_AUFGABENBESCHREIBUNG:_ Suche in den folgenden Daten jede Zeile, die die Zeichenfolge "roof" enthält, und schreibe diese Zeilen ab. Groß- und Kleinschreibung zählt dabei.

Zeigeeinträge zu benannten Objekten

---------------

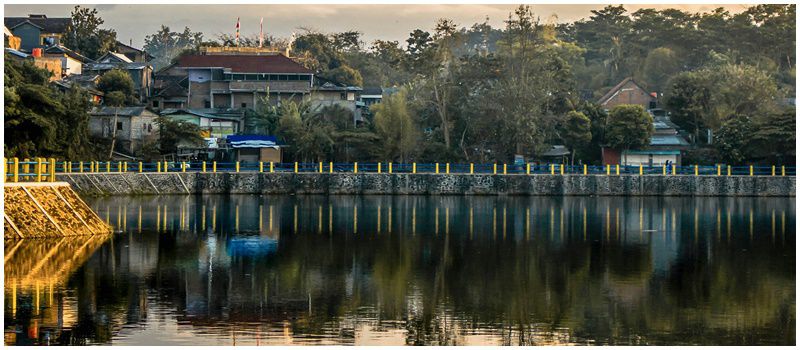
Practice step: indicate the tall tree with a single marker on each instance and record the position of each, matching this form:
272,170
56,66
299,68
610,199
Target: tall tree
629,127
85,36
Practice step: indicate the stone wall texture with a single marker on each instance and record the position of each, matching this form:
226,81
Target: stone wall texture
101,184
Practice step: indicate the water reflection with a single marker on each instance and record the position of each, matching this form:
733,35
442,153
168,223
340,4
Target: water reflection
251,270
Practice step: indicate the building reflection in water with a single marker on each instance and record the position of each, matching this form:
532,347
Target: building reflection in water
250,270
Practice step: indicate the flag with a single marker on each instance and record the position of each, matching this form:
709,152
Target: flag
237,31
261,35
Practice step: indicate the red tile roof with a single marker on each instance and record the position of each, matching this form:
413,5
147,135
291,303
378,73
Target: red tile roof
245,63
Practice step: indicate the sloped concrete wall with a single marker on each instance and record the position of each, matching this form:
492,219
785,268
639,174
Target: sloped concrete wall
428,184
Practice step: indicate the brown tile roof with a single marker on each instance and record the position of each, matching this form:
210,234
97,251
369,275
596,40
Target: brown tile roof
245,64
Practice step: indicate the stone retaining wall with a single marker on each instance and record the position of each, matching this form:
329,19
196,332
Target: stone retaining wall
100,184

---------------

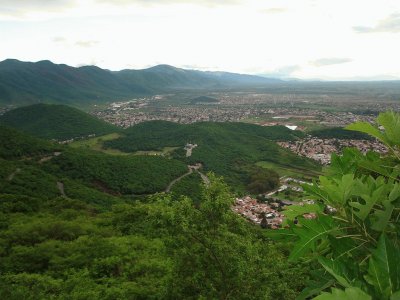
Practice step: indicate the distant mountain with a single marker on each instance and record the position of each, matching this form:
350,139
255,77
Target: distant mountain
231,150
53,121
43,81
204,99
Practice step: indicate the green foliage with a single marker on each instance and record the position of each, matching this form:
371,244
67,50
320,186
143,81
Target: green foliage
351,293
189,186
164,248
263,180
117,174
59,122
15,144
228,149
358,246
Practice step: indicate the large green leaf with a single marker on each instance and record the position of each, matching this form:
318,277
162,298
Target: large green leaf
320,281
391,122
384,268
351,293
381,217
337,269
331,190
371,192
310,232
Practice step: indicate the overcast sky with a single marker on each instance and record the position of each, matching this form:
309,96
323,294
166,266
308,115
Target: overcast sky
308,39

---------------

_VOLLSTÄNDIGE ANTWORT:_
Practice step: indicate the red tile roof with a single marker on each instance and record the position of each, matching this form:
Target: red tile roof
Practice step: indicate the brown tile roof with a single marker on each instance and record the position of each, matching this form:
Target: brown tile roof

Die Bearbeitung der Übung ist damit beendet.